Task instructions
Pick up the short biography of the Telugu writer Chaganti Somayajulu where it ends and keep it going.

Supplied passage

= Chaganti Somayajulu =

Indian writer

Chaganti Somayajulu (17 January 1915 – 2 January 1994), popularly known as CHASO, was a short-story writer in 20th century Telugu literature. His nickname, "CHASO," is a portmanteau of the syllables from his name ('CHA' from Chaganti and 'SO' from Somayajulu). He was a Humanist who became a committed Marxist, and wrote extensively in support of progressive values and the marginalized.

He was born at Srikakulam to Kanukolanu Lakshminarayana Sarma and Thulasamma. He was named as Narahari Rao and brought up by his biological parents till the age of 13. He had his primary and middle school education at Municipal High School, Srikakulam, Andhra Pradesh. Then he was adopted by Chaganti Bapiraju and Thulasamma and renamed as Somayajulu. He came to Vizianagaram with his adoptive parents and studied at Municipal High School, Vizianagaram and at Maharajah's College, Vizianagaram.

His first story Chinnaji was published in Bharathi in 1942. Subsequently, he wrote many short stories and poetry. Many of his short stories have been translated into other languages. Compilation of his short stories were published in 1968. He compiled short stories of some important writers as Kalinga Kadhanikalu during his 70th birth anniversary.

He influenced many people and friends such as Srirangam Srinivasa Rao, Srirangam Narayana Babu and Acharya Ronanki Appalaswamy.

He was a longtime member and president of the Progressive Writers' Association of Andhra Pradesh.

He was married to Annapurnamma (1915-2010). His children were Ammaji (1932-1964), Chinnaji (Chaganti Tulasi, a well-known writer in Telugu), Bapiraju (1939-), Srinivas (1941–42), Krishna Kumari (Noted popular science writer (1947-) and Sankar (noted short story writer and Municipal Commissioner (1952-1996).

Information provided
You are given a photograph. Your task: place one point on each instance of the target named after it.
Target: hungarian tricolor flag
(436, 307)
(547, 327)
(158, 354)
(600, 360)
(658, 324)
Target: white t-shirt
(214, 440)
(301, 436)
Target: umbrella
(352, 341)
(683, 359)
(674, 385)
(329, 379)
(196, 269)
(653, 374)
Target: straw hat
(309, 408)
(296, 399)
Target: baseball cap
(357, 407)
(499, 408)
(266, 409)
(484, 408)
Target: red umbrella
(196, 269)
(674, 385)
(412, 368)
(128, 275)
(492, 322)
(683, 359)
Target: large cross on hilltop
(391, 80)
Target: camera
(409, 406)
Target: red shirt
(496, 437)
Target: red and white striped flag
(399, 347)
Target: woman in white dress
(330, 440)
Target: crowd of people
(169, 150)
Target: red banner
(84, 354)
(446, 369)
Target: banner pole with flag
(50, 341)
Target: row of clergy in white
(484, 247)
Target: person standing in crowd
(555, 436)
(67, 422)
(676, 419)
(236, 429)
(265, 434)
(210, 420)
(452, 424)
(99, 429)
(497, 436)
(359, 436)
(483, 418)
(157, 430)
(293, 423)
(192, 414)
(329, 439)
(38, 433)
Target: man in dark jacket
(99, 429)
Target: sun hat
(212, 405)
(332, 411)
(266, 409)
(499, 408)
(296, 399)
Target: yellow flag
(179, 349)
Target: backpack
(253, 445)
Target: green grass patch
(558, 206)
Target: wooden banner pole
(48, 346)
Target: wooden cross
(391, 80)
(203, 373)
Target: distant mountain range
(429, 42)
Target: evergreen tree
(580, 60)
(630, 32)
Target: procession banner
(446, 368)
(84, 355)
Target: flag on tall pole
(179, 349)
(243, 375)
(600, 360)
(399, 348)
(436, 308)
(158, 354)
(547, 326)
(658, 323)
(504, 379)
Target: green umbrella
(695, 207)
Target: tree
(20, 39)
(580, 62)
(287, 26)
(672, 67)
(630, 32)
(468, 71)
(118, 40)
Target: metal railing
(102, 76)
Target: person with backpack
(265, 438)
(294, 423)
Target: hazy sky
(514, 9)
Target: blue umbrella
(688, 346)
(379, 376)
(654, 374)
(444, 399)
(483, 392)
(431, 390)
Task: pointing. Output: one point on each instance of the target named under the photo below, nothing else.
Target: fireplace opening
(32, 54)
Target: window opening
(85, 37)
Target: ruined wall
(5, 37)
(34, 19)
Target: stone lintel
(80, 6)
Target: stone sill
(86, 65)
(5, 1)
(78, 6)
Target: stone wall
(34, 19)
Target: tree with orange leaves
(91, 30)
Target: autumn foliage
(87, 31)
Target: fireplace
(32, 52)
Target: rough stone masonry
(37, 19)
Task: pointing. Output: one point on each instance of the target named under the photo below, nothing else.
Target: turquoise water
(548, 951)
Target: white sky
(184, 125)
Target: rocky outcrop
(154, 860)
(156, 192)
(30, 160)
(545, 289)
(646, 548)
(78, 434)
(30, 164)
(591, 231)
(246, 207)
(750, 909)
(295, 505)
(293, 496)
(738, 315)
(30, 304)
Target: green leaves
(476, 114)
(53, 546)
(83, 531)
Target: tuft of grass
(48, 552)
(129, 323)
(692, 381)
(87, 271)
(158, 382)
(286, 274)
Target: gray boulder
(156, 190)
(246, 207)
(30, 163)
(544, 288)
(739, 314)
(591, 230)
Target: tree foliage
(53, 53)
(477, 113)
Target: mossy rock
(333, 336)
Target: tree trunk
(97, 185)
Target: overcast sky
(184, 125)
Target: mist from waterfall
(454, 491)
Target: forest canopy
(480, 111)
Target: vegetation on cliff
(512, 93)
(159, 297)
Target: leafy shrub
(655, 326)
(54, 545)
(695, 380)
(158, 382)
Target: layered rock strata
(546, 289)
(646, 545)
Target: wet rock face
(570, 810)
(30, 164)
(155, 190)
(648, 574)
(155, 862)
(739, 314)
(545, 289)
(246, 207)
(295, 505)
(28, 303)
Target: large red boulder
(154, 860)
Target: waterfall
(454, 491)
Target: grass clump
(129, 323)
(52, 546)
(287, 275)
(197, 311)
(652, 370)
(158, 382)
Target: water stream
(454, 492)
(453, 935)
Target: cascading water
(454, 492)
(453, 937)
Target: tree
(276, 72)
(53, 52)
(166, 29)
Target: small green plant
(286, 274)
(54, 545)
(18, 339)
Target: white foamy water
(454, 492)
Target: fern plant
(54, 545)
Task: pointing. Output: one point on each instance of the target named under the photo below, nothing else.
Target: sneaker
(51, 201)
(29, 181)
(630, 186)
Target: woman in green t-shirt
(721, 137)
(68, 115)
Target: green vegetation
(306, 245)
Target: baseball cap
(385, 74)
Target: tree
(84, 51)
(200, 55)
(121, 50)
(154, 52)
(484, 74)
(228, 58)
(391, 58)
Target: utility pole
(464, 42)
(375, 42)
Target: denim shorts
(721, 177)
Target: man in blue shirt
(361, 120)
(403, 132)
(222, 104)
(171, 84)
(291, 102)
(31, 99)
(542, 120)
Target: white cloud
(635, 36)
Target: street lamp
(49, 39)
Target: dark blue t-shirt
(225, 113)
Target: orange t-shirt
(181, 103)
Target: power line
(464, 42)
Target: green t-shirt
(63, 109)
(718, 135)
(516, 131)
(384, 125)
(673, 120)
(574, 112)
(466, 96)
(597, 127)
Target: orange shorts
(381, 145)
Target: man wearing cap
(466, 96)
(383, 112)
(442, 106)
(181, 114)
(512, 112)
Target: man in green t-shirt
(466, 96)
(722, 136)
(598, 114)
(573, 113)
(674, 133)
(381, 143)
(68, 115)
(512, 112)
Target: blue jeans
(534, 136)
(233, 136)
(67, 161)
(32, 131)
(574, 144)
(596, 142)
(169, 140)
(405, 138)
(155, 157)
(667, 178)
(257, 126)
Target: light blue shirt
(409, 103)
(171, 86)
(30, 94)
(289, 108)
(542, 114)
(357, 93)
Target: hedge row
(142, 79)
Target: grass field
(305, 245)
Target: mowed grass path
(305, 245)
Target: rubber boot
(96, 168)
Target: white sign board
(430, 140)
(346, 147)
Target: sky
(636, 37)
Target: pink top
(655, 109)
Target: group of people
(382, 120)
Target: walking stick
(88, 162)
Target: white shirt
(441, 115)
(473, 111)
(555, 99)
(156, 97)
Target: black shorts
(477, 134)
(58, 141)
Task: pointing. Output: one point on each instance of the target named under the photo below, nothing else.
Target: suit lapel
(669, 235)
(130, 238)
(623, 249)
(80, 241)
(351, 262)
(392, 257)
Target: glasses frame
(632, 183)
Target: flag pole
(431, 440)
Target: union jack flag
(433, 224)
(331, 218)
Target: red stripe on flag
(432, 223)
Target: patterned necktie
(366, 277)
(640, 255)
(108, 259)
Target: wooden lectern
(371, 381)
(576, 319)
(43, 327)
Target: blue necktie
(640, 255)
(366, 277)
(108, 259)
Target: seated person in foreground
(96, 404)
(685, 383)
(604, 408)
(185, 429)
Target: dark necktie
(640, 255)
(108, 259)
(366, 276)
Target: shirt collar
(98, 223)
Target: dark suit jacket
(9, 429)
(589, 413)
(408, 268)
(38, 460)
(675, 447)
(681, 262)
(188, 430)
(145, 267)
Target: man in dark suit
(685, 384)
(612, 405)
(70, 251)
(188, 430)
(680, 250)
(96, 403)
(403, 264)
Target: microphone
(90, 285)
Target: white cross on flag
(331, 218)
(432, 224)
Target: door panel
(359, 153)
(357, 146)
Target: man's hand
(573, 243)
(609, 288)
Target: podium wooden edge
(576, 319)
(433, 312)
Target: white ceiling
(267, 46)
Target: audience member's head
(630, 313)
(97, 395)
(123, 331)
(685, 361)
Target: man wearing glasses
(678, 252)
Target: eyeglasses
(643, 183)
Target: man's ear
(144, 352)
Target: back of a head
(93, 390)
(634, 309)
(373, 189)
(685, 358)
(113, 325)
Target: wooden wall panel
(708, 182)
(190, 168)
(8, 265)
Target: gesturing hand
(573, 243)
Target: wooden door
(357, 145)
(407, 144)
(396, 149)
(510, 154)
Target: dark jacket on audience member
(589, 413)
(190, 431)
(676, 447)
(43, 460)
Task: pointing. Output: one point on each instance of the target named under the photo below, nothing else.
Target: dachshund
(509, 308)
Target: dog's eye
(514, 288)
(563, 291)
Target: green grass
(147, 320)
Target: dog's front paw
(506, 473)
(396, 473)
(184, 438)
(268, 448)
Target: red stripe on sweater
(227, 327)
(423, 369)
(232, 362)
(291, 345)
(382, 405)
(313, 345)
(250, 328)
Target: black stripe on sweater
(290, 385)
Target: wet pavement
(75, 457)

Written response
He died of throat cancer on 2 January 1994 at the age of 79 in Madras. As per his wish, his family members donated his eyes and body to Sri Ramachandra Medical College and Research Institute for research purposes.

== Books ==
Chinnaji Kathalu (1943)

Chaso Kathalu, Visalandhra Publishing House, Hyderabad

Chaso Kavithalu - Visalandhra Publishing House, Hyderabad

Merugu - One act play

His short stories are translated into English and published as "Chaso - Selected short stories" by Sahitya Academy in 2014. Some of his stories are translated into English by Velcheru Narayana Rao and David Schulman for Penguin Classics (A Doll's Wedding and Other Stories).

== Some of Chaso's famous stories ==

- Kunkudaaku
- Bondu Mallelu
- Chokka Bochuthuvvalu
- Chinnaji
- Dummalagondi
- Empu
- Kukkuteshwaram
- Enduku Paresthanu Nanna
- Oohaa voorvasi
- Parabrahmam
- Vaayuleenam
- Eloorellali

== Chaso Foundation ==
One of his daughters, Chaganti Tulasi, established the Chaso Foundation in 1995 and awards the "Chaganti Somayajulu (Chaso) Memorial Literary Award" to progressive writers every year on Chaso's birthday, January 17th.